**GIVEN REQUEST 1**
In the profile of Nazeem Hussain below, rewrite the paragraph beginning "Azmeena and I are only 18 months apart" as a short bulleted list that keeps its main facts.
-- Start PAGE --
By Robyn Doreian
Nazeem Hussain. Occupation Comedian and actor. Age 34. Relationship status Single. Best known for Orange Is the New Brown TV series. Currently working on an upcoming podcast, Sri Lanka.
My mum, Mumtaz (Hamid), met my dad, Shereen, in London. He had studied engineering and after they married his work took them to Melbourne in the late 1970s.
I was six when he returned to Sri Lanka. It wasn’t easy for a young kid to live through a separation and divorce. But my sisters, Aiesha and Azmeena, my mum and I found strength in each other and became a team.
Mum is one of eight children. If she finds something funny, she laughs out loud. If she misses someone, she’ll tell them. If she’s sad, she’ll cry. My mum is just all-out.
For birthday parties, boys from school would come to our house in Burwood [in Melbourne’s east]. Mum would join in, turn the music on, and start dancing with my friends. I was so embarrassed, but the kids were having a great time, probably wanting to hang out with my mum more than me.
My older sister, Aiesha, was pretty much a second mum. She is very assertive and would boss my little sister, Azmeena, and me around. I could never win an argument with her and I still can’t.
Azmeena and I are only 18 months apart. She is probably my best mate. She is the funniest person in the family. Everyone is surprised when they find out I am the comedian. She is a workplace injury lawyer. People she has represented tell me how she looked after them during their darkest times. I can never tell her properly that I think she’s the best.
My first crush was Prue Gower in prep. Her dad was a cop. According to Facebook, she now lives in Perth. One time, Aiesha saw us holding hands at school and yelled, “Ewww.” So I said, “Get off me, Prue. Stop touching me,” and ran away.
In the Muslim community, we keep our premarital relationships under wraps. If you meet a girl, you’d say you would like to get to know her for the express purpose of marriage. That’s the way I’ve always viewed relationships, to ask the big questions upfront. Then, if you are both on the same page, see if things work emotionally and romantically. This is how I met my wife, Shaheeda (Abdulla).
-- End PAGE --
-- Start LISTED ENTRIES --
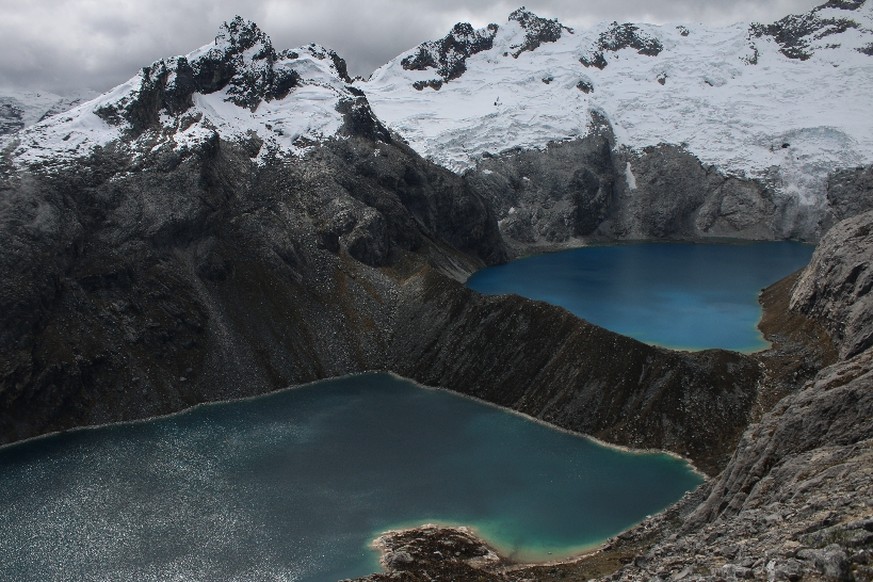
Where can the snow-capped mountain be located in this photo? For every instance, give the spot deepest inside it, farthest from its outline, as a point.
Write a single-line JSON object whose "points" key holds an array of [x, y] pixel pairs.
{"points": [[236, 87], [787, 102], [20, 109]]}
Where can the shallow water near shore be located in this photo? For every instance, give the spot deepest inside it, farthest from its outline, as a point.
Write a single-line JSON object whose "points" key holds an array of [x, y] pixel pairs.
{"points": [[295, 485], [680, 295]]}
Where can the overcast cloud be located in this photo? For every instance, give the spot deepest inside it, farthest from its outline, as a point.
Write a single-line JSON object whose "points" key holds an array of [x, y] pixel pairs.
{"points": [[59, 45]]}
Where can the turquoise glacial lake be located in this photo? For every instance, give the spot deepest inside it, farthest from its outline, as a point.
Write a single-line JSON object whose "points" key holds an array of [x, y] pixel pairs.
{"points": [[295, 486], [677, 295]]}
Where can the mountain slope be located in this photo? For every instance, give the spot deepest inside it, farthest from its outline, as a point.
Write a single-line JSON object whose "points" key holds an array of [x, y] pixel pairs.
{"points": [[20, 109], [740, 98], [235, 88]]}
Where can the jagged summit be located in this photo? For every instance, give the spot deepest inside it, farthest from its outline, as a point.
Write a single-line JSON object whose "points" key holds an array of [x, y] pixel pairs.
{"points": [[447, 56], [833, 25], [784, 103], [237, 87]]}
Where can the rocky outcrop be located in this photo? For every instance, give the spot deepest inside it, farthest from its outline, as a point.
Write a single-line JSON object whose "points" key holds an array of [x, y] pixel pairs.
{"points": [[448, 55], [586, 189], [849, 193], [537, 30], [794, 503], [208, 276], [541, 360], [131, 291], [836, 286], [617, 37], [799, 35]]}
-- End LISTED ENTRIES --
-- Start LISTED ENTRIES --
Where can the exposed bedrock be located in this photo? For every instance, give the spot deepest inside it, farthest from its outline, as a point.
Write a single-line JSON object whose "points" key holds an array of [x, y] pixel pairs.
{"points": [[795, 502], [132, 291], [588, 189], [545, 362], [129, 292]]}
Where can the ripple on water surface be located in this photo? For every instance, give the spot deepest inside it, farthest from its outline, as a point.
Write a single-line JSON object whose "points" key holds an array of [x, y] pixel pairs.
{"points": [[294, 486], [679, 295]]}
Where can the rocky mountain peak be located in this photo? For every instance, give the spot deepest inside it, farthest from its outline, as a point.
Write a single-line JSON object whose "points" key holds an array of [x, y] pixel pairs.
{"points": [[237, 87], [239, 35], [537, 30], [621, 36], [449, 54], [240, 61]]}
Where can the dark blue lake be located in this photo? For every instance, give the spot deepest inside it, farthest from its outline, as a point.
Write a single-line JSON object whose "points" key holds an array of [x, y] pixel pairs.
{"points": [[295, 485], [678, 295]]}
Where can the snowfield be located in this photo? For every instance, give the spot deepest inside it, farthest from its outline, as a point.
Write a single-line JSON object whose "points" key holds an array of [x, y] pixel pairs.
-- End LISTED ENTRIES --
-- Start LISTED ENTRIES --
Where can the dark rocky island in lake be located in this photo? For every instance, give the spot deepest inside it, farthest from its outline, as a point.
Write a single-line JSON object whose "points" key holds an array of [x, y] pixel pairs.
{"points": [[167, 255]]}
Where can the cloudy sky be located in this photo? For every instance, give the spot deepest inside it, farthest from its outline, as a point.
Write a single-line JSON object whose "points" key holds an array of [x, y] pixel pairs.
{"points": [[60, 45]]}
-- End LISTED ENTRIES --
**GIVEN REQUEST 2**
Find each line in the rows above that contains the word "water" and copy those lines.

**SOLUTION 1**
- Azmeena and I are only 18 months apart, and she is probably my best mate.
- She is the funniest person in the family, so everyone is surprised that I am the comedian.
- She works as a workplace injury lawyer.
- People she has represented tell me she looked after them during their darkest times.
- I can never tell her properly that I think she's the best.

**SOLUTION 2**
Where can the shallow water near shore be located in this photo? For every instance, give the spot deepest inside it, farthest from its outline, as a point.
Where can the ripple on water surface be located in this photo? For every instance, give the spot deepest inside it, farthest from its outline, as a point.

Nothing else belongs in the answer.